§ **Aim of the task**:
Turn every line of the records below into a numbered list, skipping blank lines and leaving out the pictures.

[Box annotations on photos]
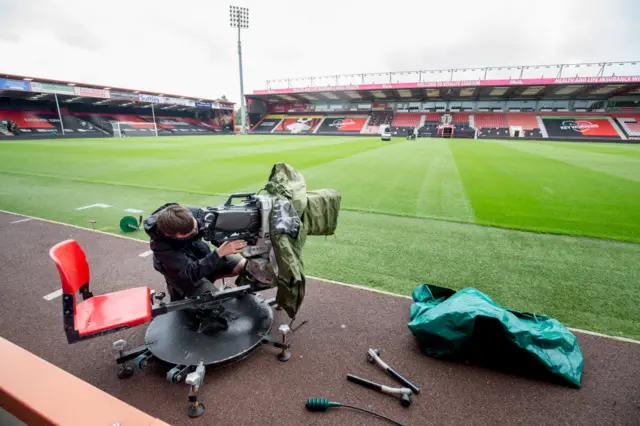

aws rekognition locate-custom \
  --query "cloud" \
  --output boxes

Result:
[0,0,640,102]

§ **Written answer**:
1. aws rekognition locate-custom \
2.   --query "cloud" \
3.   --output boxes
4. Result:
5. [0,0,640,102]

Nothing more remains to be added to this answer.